* REQUIREMENT: Select and copy every line of the listing that contains the word "fabric", matching case exactly.

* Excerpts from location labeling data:
• • • •

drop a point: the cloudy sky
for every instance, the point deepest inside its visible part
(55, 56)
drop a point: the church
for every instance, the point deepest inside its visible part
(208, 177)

• • • •

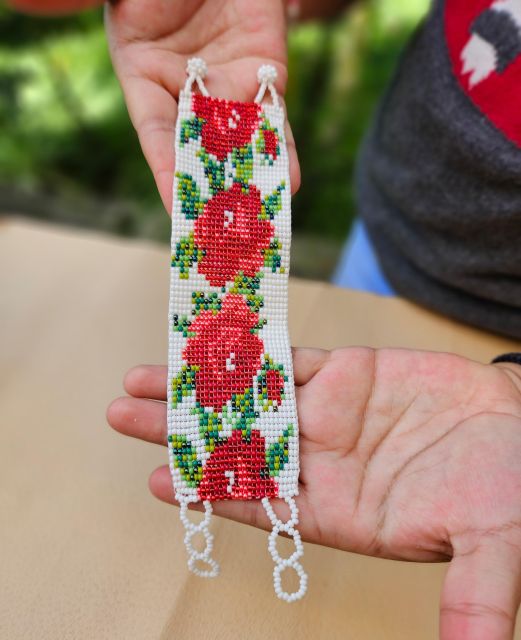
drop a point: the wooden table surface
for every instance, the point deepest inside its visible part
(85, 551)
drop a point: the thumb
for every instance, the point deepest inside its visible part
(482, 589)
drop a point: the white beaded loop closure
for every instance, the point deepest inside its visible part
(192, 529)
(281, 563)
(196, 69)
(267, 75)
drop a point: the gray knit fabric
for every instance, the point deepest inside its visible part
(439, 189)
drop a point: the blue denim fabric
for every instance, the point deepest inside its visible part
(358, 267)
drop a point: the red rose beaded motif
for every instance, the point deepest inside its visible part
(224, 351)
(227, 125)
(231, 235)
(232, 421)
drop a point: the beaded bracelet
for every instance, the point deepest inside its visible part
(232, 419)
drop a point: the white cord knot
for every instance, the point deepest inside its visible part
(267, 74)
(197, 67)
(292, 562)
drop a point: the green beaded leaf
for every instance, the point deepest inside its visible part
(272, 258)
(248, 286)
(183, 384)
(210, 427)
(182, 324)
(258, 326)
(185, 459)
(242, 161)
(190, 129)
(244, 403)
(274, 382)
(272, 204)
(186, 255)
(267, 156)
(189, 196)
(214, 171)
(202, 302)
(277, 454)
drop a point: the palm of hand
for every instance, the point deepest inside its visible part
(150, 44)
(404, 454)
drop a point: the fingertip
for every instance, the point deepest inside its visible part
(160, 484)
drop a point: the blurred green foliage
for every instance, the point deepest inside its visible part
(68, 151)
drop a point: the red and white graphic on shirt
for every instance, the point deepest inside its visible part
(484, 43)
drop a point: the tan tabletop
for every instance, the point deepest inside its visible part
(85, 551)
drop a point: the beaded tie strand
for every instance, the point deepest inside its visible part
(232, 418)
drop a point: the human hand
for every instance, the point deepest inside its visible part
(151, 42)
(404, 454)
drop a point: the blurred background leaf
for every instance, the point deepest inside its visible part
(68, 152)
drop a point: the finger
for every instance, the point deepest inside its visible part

• • • •

* REPLY:
drop a point: the gray knit fabric
drop a point: the blue denim fabric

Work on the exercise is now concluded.